(Collected data)

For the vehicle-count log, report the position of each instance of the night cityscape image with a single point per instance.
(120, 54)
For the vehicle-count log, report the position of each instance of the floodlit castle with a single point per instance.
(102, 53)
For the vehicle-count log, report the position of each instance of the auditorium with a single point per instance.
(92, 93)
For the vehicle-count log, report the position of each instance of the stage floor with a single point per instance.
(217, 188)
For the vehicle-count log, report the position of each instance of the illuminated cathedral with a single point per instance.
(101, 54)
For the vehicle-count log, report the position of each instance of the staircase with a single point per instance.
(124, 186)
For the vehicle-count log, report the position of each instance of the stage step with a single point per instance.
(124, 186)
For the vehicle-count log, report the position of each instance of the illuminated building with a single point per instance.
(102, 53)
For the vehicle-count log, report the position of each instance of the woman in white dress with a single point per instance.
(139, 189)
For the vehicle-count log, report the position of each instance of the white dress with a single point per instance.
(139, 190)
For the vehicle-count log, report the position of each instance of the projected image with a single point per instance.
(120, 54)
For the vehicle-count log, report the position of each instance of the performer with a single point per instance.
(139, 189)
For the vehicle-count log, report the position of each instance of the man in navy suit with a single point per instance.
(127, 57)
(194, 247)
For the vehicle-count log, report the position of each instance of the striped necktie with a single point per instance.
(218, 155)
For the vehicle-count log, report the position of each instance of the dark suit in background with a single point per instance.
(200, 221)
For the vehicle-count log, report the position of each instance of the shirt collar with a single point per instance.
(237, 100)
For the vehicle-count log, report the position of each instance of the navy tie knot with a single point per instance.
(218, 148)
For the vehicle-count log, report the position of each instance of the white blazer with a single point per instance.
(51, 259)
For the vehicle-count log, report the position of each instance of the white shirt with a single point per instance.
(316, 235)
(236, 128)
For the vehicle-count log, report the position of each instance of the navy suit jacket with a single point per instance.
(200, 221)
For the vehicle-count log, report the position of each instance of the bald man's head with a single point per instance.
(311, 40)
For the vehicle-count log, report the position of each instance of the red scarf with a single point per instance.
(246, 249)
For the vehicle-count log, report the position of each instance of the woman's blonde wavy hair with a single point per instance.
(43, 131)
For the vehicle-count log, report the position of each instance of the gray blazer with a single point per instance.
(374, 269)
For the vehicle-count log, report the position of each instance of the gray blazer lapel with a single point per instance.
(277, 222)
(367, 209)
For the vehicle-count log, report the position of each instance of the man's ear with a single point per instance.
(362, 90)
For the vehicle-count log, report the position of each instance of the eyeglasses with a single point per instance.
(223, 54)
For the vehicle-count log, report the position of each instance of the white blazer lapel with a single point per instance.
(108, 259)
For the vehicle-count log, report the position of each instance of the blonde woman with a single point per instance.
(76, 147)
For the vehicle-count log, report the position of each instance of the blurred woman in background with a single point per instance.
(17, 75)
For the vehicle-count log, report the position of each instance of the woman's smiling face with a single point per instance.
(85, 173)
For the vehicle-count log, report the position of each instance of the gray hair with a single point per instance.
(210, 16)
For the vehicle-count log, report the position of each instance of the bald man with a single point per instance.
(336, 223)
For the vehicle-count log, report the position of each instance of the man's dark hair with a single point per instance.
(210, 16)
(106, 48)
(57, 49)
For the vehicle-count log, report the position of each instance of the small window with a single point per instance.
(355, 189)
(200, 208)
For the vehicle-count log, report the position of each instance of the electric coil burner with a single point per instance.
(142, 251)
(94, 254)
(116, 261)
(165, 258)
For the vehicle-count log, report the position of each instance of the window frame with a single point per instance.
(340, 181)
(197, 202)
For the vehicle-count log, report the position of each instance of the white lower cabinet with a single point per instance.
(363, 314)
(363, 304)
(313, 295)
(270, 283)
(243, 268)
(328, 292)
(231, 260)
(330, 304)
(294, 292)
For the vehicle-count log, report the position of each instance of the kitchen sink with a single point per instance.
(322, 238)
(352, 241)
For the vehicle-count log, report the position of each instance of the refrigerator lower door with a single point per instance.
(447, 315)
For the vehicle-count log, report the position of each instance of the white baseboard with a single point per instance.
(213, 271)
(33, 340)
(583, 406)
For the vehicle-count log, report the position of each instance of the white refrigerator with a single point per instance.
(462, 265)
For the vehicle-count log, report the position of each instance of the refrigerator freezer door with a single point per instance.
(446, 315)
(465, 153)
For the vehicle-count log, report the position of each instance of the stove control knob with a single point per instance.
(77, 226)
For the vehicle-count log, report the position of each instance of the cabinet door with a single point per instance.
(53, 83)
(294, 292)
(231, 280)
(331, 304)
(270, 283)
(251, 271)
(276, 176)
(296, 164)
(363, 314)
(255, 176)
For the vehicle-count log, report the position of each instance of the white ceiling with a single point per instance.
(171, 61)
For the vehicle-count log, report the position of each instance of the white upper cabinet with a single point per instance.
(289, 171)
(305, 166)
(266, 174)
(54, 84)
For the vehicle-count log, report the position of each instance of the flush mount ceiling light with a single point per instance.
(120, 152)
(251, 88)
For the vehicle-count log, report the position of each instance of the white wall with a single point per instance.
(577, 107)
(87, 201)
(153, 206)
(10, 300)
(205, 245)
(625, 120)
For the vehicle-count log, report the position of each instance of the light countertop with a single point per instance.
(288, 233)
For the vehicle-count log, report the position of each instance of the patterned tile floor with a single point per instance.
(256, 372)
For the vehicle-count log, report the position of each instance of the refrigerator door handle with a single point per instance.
--
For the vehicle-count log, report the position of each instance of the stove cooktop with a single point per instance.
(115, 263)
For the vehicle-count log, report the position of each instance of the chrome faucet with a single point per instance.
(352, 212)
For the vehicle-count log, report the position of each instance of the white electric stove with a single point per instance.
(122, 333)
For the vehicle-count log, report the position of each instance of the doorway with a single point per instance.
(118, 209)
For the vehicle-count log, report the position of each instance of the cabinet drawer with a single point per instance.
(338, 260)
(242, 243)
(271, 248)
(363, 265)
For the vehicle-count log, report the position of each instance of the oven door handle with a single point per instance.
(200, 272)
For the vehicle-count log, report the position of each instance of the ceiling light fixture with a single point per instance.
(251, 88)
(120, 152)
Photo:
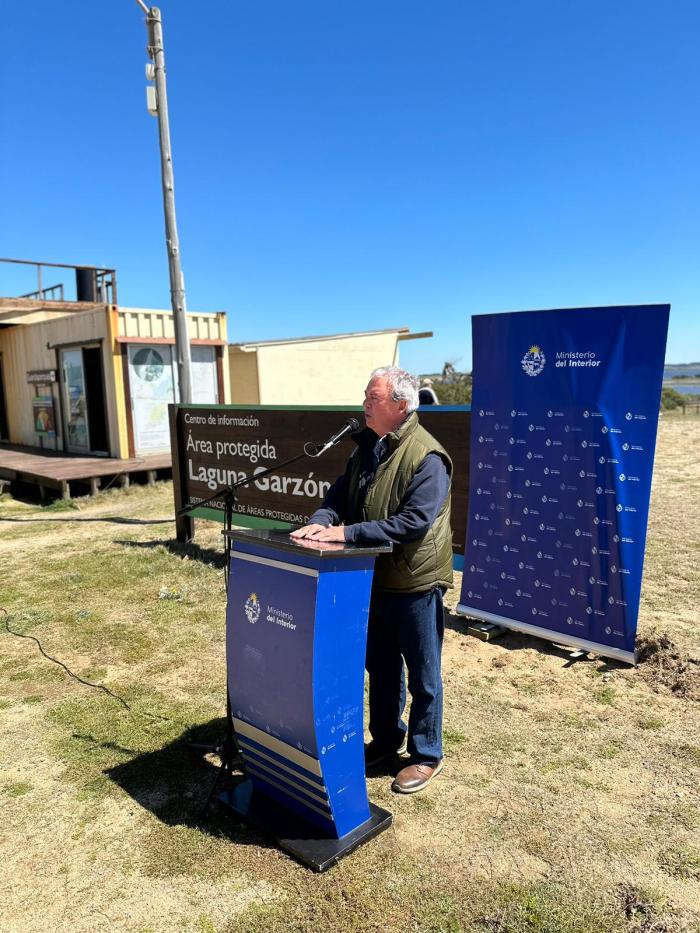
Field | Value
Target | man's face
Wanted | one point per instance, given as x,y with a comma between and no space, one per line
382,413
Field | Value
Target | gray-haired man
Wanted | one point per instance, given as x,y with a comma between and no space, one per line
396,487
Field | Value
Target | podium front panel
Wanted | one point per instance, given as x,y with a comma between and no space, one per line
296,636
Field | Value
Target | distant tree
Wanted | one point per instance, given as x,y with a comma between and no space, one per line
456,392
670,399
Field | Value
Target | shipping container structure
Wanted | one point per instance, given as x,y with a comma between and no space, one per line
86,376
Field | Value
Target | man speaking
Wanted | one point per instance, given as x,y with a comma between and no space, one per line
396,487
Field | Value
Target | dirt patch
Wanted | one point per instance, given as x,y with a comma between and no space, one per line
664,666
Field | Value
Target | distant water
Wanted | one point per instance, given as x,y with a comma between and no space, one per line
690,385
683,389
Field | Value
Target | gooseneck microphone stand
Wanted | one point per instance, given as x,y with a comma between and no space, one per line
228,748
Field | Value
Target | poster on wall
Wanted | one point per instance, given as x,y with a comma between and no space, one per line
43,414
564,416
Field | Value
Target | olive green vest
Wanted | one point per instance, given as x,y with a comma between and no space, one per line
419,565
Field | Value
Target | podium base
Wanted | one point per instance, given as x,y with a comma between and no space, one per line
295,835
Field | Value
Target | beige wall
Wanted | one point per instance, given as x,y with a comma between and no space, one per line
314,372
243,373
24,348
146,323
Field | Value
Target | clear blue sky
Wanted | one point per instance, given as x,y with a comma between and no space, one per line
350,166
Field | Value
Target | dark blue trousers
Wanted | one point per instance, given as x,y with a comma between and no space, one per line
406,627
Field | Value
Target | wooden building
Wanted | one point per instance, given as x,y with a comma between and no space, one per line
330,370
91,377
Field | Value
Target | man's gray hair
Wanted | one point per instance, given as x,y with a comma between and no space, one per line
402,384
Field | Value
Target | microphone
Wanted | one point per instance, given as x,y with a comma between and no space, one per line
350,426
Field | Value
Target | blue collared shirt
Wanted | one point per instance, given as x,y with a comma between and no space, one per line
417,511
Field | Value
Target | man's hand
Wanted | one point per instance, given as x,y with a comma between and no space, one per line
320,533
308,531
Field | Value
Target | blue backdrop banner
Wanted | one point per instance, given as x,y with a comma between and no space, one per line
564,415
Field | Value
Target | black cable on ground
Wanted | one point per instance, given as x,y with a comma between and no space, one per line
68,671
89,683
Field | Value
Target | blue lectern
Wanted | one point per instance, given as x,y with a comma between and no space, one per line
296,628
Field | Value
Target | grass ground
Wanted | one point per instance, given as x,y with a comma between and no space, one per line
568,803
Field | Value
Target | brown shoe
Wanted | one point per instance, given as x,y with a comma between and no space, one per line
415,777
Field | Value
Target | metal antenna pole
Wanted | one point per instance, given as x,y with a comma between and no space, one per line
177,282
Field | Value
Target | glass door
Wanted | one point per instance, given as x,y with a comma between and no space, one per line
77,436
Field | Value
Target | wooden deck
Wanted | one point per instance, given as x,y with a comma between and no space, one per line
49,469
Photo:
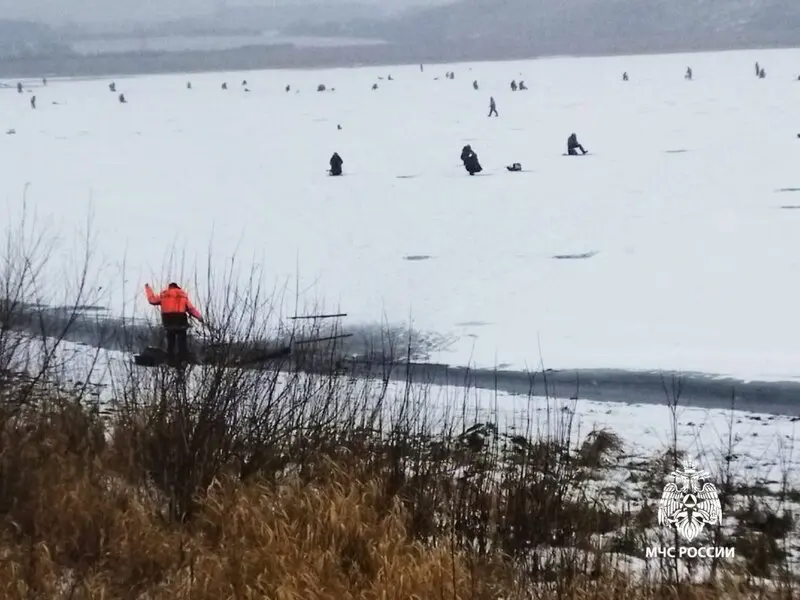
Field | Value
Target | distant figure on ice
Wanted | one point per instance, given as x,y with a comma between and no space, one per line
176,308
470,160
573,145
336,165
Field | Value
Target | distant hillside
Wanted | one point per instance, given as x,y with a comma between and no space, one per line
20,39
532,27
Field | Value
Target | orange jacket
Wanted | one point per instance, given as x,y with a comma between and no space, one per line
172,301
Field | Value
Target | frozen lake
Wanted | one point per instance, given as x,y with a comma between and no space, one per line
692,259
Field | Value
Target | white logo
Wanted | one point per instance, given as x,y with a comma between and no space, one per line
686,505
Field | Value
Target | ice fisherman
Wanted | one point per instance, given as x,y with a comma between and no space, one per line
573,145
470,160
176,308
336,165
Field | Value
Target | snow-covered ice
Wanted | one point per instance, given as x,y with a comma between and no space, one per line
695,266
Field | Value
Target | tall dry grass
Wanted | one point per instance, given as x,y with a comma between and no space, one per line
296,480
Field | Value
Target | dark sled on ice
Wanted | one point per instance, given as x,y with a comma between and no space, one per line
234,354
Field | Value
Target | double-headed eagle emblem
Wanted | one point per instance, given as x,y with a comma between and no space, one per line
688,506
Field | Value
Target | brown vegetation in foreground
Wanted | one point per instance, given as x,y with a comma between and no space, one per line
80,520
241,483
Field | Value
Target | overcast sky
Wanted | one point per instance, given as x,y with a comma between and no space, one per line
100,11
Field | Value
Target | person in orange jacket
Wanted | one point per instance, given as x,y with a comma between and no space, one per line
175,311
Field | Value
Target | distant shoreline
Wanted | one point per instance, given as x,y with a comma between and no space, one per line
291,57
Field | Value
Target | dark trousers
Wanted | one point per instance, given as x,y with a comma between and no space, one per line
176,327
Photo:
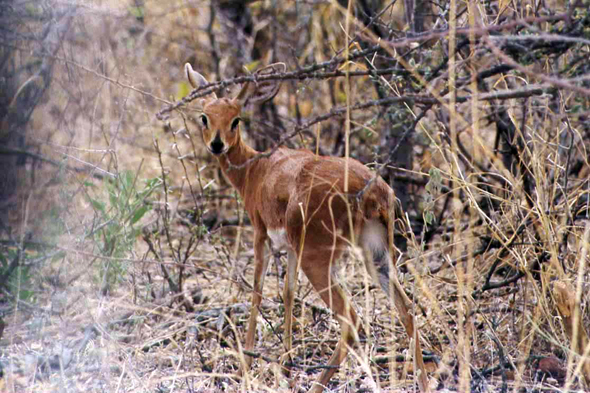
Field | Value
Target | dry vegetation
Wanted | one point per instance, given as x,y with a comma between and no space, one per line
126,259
---
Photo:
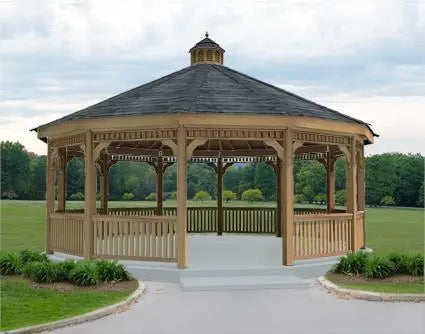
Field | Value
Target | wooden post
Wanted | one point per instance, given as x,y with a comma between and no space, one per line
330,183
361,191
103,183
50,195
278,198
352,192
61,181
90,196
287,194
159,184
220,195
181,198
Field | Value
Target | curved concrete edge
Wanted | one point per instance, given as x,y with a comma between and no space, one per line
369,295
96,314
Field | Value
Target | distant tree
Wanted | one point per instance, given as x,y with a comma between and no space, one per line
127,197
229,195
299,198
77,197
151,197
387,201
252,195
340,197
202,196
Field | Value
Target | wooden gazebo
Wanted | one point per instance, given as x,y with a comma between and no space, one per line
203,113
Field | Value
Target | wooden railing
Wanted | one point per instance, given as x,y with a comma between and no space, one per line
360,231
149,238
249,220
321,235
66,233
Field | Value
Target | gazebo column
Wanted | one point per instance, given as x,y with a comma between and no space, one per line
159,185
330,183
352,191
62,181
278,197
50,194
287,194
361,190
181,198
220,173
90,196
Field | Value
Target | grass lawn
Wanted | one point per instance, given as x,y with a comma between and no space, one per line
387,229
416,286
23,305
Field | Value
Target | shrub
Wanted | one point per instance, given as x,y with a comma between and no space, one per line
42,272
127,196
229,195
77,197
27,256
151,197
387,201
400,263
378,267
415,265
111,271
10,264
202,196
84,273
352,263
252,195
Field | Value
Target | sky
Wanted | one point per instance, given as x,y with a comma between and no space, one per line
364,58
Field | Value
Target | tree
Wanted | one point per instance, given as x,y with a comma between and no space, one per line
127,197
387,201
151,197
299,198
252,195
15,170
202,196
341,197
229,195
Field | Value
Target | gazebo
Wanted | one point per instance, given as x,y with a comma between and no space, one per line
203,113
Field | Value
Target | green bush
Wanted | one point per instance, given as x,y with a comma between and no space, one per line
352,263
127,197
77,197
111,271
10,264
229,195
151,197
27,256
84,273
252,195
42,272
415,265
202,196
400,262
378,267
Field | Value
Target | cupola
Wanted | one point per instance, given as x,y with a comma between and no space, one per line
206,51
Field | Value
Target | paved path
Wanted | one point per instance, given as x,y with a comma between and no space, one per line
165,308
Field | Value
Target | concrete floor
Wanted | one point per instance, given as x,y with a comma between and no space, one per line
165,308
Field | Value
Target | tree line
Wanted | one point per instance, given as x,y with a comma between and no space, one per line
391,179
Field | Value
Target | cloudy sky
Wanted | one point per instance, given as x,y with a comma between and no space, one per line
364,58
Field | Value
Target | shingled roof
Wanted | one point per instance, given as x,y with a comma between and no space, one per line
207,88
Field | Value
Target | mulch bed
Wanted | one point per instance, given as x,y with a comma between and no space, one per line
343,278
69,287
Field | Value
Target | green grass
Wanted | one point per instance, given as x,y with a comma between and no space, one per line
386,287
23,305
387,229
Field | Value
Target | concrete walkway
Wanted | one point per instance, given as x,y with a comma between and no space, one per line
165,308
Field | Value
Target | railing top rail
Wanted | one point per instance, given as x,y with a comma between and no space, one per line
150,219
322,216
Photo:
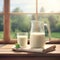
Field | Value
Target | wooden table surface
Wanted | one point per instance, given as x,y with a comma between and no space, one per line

- **Task directions**
Copy each line above that contains the string "trousers".

- **Task solution**
Target | dark blue trousers
Target | dark trousers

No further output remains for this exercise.